== Document excerpt ==
* * *
Many advances in computer science come from the discovery of a relevant coding system in order to make the coded object (number, image, sound, etc.) easily computable. Now we want to make concepts or categories – linguistic meaning – systematically computable. In order to understand how IEML can solve this problem, we must recall a number of semiological principles.
Linguistic versus referential meaning
Meaning circulates between three poles: the sign, the interpreter and the referent.
The sign is what represents or indicates.
The referent is the object of the sign, what is represented or indicated.
The interpreter – a subjectivity, a mind, a self-referential process – is the person for whom the sign represents the referent. A sign must be recognized for such and interpreted in a certain context in order to point to its referent.
Symbols, especially linguistic symbols, are particular types of signs that are divided into two parts related to each other: a signifier (a sound, image, gesture, etc.) and a signified (a general category). While the relationship between sign and referent depends largely on context and interpretation, the correspondence between signifier and signified (internal to the sign) is fixed by a linguistic convention. It does not depend on our personal interpretation that the sound « horse » refers to a domestic animal capable of galloping: it depends on the English language. It is thanks to this relatively fixed convention that the linguistic code enable communication and the accumulation of a collective memory.
* * *
== Provided material ==

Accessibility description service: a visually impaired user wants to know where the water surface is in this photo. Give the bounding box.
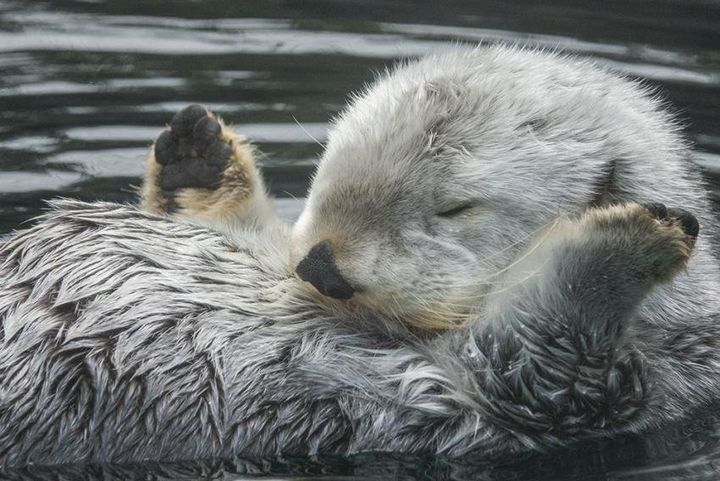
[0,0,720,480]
* * *
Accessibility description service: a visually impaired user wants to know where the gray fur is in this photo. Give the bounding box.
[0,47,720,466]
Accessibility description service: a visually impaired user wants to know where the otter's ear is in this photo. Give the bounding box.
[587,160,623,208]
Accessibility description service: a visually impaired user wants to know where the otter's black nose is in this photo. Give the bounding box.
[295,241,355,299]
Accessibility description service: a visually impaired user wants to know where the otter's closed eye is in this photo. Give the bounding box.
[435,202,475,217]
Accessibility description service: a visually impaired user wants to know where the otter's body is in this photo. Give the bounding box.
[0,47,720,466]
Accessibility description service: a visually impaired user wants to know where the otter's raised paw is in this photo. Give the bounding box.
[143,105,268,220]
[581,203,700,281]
* * *
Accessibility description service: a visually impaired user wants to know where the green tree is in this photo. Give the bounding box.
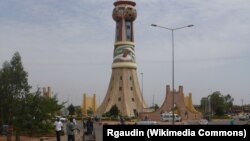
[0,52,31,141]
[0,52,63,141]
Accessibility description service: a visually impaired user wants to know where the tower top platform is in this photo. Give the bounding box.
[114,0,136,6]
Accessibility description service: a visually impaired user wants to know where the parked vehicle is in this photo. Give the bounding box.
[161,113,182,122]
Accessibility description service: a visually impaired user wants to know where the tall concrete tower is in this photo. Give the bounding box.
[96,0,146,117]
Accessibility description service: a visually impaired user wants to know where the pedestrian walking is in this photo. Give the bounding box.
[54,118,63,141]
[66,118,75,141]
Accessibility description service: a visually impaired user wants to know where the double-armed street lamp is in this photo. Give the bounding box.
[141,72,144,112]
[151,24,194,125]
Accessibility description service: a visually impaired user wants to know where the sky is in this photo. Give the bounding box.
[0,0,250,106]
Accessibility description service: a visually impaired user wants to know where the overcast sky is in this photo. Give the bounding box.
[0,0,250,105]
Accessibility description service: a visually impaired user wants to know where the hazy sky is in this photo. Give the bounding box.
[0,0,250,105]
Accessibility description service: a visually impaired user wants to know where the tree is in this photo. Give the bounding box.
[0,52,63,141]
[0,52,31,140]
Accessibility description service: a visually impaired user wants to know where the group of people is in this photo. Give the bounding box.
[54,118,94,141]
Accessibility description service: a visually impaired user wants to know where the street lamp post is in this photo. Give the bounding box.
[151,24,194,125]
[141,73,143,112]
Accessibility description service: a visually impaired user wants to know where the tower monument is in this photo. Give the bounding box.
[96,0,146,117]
* * *
== Parts of the exercise ==
**1)** Reproduce the passage on linguistic meaning word for word, starting at "Many advances in" and stopping after "and the referent.".
**2)** Carry the passage on linguistic meaning forward from its last sentence.

== Outputs for the tasks ==
**1)**
Many advances in computer science come from the discovery of a relevant coding system in order to make the coded object (number, image, sound, etc.) easily computable. Now we want to make concepts or categories – linguistic meaning – systematically computable. In order to understand how IEML can solve this problem, we must recall a number of semiological principles.
Linguistic versus referential meaning
Meaning circulates between three poles: the sign, the interpreter and the referent.

**2)**
Although they work together in practical situations, it is important to distinguish logically between referential meaning and linguistic meaning. Referential meaning points to the relationship between a symbol and its referent (an « external » object in a particular context). In contrast, linguistic meaning is a relation – « internal » to the symbol – between its material part (a sound, image, gesture), and its conceptual part (a category). IEML solves the problem of coding the linguistic meaning in a computable way.
IEML is simultaneously a regular language, a philological language and a virtual database.
In order to solve the problem of coding the linguistic meaning we use a regular language as a system of signifiers for IEML. Furthermore we establish – by convention and by construction – that in IEML the relations between signifieds are calculable functions of the relations between the corresponding signifiers. Since the relations between signifiers in IEML are computable (it is a regular language), the relations between its signifieds are also computable. It is thus thanks to its algebraic system of signifiers and by virtue of an ideographic parallelism between signifier and signified that IEML has a computable linguistic semantics.
IEML is created from 6 primitive symbols which are combined using regular functions to generate about 3000 elements. A grammar – also completely regular – is then used to build words and sentences from these elements. The IEML elements, words, sentences and the semantic relationships between these grammatical units are generated by programmable functions.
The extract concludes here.